**Data excerpts**
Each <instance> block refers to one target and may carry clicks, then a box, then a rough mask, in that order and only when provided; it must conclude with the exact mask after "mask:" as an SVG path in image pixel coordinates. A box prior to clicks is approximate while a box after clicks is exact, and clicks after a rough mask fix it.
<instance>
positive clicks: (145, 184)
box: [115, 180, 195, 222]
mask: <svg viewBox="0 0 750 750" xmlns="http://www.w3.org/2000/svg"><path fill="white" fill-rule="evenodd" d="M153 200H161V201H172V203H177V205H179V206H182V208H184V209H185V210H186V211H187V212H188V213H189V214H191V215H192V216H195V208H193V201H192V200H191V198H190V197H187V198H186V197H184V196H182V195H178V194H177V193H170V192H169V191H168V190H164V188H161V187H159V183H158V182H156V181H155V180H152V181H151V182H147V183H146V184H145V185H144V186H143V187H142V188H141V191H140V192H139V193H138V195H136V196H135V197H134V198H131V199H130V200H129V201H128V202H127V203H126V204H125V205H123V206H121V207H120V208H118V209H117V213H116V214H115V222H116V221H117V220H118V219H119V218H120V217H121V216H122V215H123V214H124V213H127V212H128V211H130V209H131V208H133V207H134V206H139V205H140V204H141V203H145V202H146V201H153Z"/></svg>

**What to produce**
The records above need copying. Do it exactly.

**Response**
Each <instance> block refers to one target and may carry clicks, then a box, then a rough mask, in that order and only when provided; it must conclude with the exact mask after "mask:" as an SVG path in image pixel coordinates. A box prior to clicks is approximate while a box after clicks is exact, and clicks after a rough mask fix it.
<instance>
positive clicks: (145, 184)
box: [115, 180, 195, 222]
mask: <svg viewBox="0 0 750 750" xmlns="http://www.w3.org/2000/svg"><path fill="white" fill-rule="evenodd" d="M153 200H161V201H172V203H177V205H179V206H182V208H184V209H185V210H186V211H187V212H188V213H189V214H191V215H192V216H195V208H193V201H192V200H191V198H190V197H187V198H186V197H184V196H182V195H178V194H177V193H170V192H169V191H168V190H164V188H161V187H159V183H158V182H156V181H155V180H152V181H151V182H147V183H146V184H145V185H144V186H143V187H142V188H141V191H140V192H139V193H138V195H136V196H135V197H134V198H131V199H130V200H129V201H128V202H127V203H126V204H125V205H123V206H121V207H120V208H118V209H117V213H116V214H115V222H116V221H117V220H118V219H119V218H120V217H121V216H122V215H123V214H124V213H127V212H128V211H130V209H131V208H133V207H134V206H139V205H140V204H141V203H145V202H146V201H153Z"/></svg>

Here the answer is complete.